## Work to complete
Can you update all the records below so that "pick out" becomes "locate" everywhere, with nothing else changed? Leave the pictures out of your answer.

[Object pointing dataset rows]
((

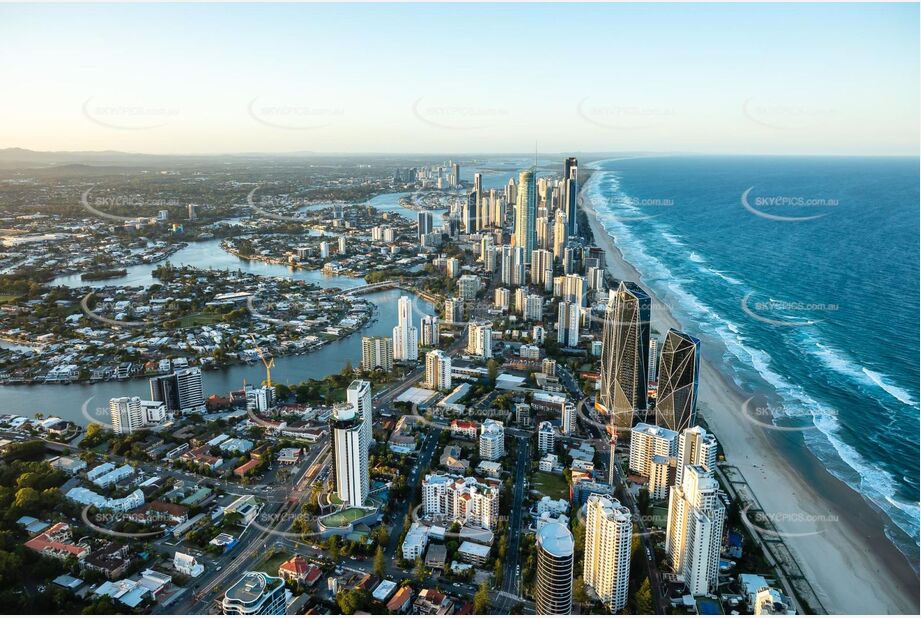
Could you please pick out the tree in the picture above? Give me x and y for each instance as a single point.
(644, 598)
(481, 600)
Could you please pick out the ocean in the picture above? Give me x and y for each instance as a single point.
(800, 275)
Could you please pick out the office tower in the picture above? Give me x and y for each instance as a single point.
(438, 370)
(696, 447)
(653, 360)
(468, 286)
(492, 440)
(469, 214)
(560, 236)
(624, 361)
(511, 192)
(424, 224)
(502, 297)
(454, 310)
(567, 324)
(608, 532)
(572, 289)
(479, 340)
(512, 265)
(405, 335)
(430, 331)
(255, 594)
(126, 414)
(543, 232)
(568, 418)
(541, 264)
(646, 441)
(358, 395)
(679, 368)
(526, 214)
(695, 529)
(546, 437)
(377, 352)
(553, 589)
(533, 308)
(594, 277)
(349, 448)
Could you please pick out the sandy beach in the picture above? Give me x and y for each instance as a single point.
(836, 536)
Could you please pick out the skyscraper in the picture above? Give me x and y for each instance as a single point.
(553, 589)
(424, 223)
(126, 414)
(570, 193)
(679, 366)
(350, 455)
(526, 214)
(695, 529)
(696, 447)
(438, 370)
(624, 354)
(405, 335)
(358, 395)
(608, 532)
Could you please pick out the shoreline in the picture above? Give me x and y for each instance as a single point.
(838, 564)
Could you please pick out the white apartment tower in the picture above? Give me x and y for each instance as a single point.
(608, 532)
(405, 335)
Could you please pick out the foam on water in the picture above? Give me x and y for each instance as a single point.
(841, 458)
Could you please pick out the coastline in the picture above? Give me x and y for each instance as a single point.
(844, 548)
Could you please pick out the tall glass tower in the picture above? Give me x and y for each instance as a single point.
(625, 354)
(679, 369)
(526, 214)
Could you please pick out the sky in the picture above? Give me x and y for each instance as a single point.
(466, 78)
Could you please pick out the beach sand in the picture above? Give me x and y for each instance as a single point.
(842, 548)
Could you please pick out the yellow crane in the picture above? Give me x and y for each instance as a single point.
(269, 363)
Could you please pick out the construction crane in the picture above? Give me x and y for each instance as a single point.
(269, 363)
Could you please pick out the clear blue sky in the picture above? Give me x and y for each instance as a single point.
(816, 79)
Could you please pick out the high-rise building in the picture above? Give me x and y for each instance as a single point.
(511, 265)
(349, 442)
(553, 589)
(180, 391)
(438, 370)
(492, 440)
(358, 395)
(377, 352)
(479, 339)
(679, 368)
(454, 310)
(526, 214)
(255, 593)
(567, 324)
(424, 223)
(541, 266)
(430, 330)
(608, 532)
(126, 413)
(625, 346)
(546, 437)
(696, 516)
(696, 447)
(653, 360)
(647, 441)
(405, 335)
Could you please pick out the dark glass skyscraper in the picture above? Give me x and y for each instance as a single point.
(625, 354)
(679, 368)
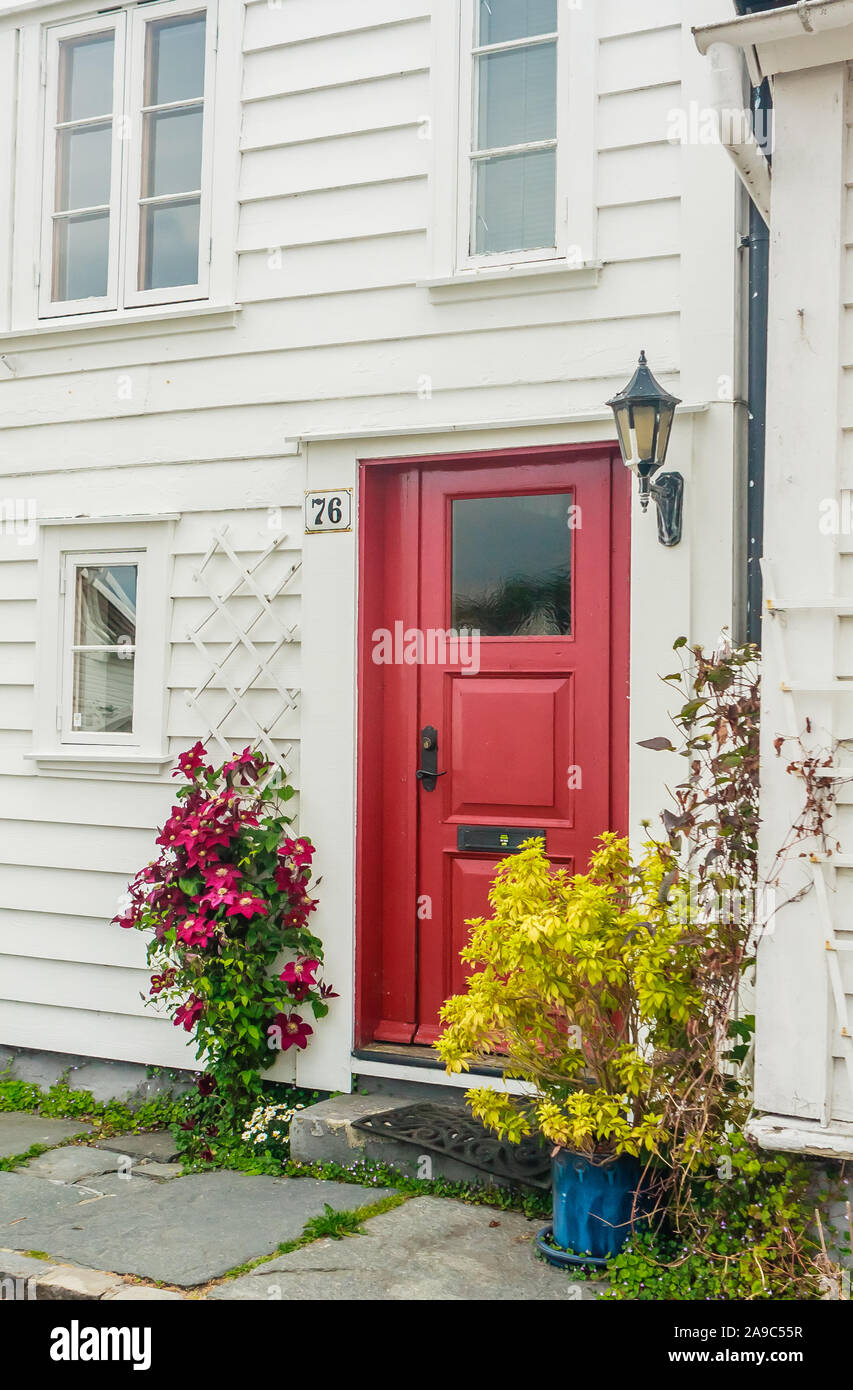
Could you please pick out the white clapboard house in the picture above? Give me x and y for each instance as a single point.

))

## Expected answer
Could you please locate the tree in the picture above? Give me x and y for each instance as a single point.
(644, 598)
(481, 600)
Could you please locate the ocean in the picture above? Give me x and y for each instance as a single point.
(800, 275)
Could you please locate the office tower in the picture above? Give me x and y for each instance as a single point.
(438, 370)
(696, 447)
(653, 360)
(468, 286)
(492, 440)
(469, 214)
(560, 236)
(624, 361)
(511, 192)
(424, 224)
(502, 297)
(454, 310)
(567, 324)
(608, 532)
(572, 289)
(479, 340)
(512, 265)
(405, 335)
(430, 331)
(255, 594)
(126, 414)
(543, 232)
(568, 418)
(541, 264)
(646, 441)
(358, 395)
(679, 368)
(526, 214)
(695, 529)
(546, 437)
(377, 352)
(553, 589)
(533, 308)
(594, 277)
(349, 448)
Could you please locate the sandy beach in the picture above? Give me x and y for each instance as a single point.
(836, 536)
Could you please locate the skyscraper in the picture above? Give me x and y for each instance as a single point.
(553, 589)
(424, 223)
(126, 414)
(570, 193)
(679, 366)
(350, 455)
(526, 214)
(695, 529)
(696, 447)
(438, 370)
(624, 354)
(405, 335)
(358, 395)
(608, 532)
Could you please locate the shoreline in the picture above? Give me x and y for each instance as a single point.
(838, 564)
Could you please locate the white apartment tower in the picture above? Give me x and y for each instance as a single point.
(608, 532)
(405, 335)
Could you please locate the foam on water in the picture above? Give me x and y for each instance as a single point.
(841, 458)
Could you please locate the coastline in the picture above? Give me x and y for each instance as a single point.
(844, 548)
Could you please locate the tall glass tower in the picture above? Give me x and y for each instance as a single point.
(625, 354)
(679, 369)
(526, 214)
Could you please locate the sky in the picture above? Give me x and y for each instance as a single point.
(466, 78)
Could you please locate the beach sand in the picture above? Give me x and y for each instance as a single point.
(842, 548)
Could you please locate the yellow crane in the picture above? Give me x and y for each instance as a single point.
(269, 363)
Could you please locate the construction crane in the picture above? Give me x and y for each instance as a single point.
(269, 363)
Could you please locate the clear blue sky in the picture above? Give me x and y for each instance as a single point.
(816, 79)
Could you please locate the high-rise building in the picture above? Give me x and y for each instance as a single point.
(511, 265)
(349, 442)
(553, 589)
(180, 391)
(438, 370)
(492, 440)
(358, 395)
(377, 352)
(479, 339)
(679, 368)
(454, 310)
(526, 214)
(255, 593)
(567, 324)
(424, 223)
(541, 266)
(430, 330)
(608, 532)
(126, 413)
(625, 346)
(546, 437)
(696, 516)
(696, 447)
(653, 360)
(647, 441)
(405, 335)
Could you please locate the dark glass skyscraper in the picture above? Give me x and y for each instance as a single point.
(625, 354)
(679, 368)
Could you please locate the white clapboard house in the picture above? Give me x and y for each instance as a single point.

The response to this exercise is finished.